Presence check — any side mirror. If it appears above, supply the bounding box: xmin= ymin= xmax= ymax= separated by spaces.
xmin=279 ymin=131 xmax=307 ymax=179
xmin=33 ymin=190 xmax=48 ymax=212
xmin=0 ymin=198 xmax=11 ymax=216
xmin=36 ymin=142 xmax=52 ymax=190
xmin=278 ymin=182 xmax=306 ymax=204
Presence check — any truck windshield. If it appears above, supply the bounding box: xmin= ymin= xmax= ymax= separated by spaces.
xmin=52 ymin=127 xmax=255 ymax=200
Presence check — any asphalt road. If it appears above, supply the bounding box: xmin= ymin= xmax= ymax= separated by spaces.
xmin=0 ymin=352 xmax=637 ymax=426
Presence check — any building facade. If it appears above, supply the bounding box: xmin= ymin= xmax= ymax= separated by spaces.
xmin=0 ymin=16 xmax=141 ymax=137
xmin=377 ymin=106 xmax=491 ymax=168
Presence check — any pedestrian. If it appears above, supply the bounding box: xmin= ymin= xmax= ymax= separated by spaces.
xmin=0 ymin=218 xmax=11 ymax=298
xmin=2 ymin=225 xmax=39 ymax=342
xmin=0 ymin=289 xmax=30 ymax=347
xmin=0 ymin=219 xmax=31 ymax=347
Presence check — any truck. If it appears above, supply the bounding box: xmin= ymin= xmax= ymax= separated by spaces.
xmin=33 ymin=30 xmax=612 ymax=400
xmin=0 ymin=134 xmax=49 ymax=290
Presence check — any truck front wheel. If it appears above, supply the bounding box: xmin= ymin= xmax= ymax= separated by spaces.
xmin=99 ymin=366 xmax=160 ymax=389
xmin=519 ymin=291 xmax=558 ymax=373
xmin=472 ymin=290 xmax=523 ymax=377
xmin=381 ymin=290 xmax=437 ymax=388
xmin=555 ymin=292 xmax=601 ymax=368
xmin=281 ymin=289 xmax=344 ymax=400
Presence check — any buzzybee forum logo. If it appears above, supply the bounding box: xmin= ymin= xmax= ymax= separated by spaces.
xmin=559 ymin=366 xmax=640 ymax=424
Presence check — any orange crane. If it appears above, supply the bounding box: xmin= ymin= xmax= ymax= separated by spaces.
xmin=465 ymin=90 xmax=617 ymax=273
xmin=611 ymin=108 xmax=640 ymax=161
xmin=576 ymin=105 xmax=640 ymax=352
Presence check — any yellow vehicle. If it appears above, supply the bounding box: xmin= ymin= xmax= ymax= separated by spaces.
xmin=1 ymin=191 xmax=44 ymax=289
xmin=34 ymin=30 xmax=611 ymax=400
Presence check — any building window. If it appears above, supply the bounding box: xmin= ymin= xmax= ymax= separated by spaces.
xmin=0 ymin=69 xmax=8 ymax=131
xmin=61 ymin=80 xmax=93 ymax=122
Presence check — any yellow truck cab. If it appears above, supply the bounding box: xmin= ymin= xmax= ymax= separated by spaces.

---*---

WHAT YOU NEED TO DO | Begin with the line containing "Presence check — any truck." and repeat each line exactly until the records above end.

RESPONSE |
Presence check — any truck. If it appears above, supply the bounding box: xmin= ymin= xmax= ymax= separated by spaces.
xmin=33 ymin=30 xmax=612 ymax=400
xmin=0 ymin=134 xmax=49 ymax=290
Presence check — any truck front wheel. If it appears above, supply the bounding box: xmin= ymin= xmax= ymax= separated by spaces.
xmin=99 ymin=366 xmax=160 ymax=389
xmin=519 ymin=291 xmax=558 ymax=373
xmin=472 ymin=290 xmax=523 ymax=377
xmin=381 ymin=290 xmax=437 ymax=388
xmin=555 ymin=292 xmax=601 ymax=368
xmin=281 ymin=289 xmax=344 ymax=400
Presence check — any buzzybee forum logo. If it appears above, supply the bounding box: xmin= ymin= xmax= ymax= separated by spaces.
xmin=559 ymin=366 xmax=640 ymax=424
Presence check — any orange crane. If it appears above, supply the bounding box: xmin= ymin= xmax= ymax= separated by spaces.
xmin=465 ymin=90 xmax=617 ymax=273
xmin=611 ymin=108 xmax=640 ymax=161
xmin=576 ymin=105 xmax=640 ymax=352
Presence check — any yellow vehicle. If it appears above, supply the bounding box: xmin= ymin= xmax= ymax= separated by spaces.
xmin=1 ymin=191 xmax=44 ymax=289
xmin=34 ymin=30 xmax=611 ymax=400
Presence check — any building window. If it appears above, supply the bounding box: xmin= ymin= xmax= ymax= separated by spaces.
xmin=0 ymin=69 xmax=8 ymax=131
xmin=61 ymin=80 xmax=93 ymax=122
Presence check — any yellow truck cab. If it appears above, supply the bounding box: xmin= ymin= xmax= ymax= separated by spaces.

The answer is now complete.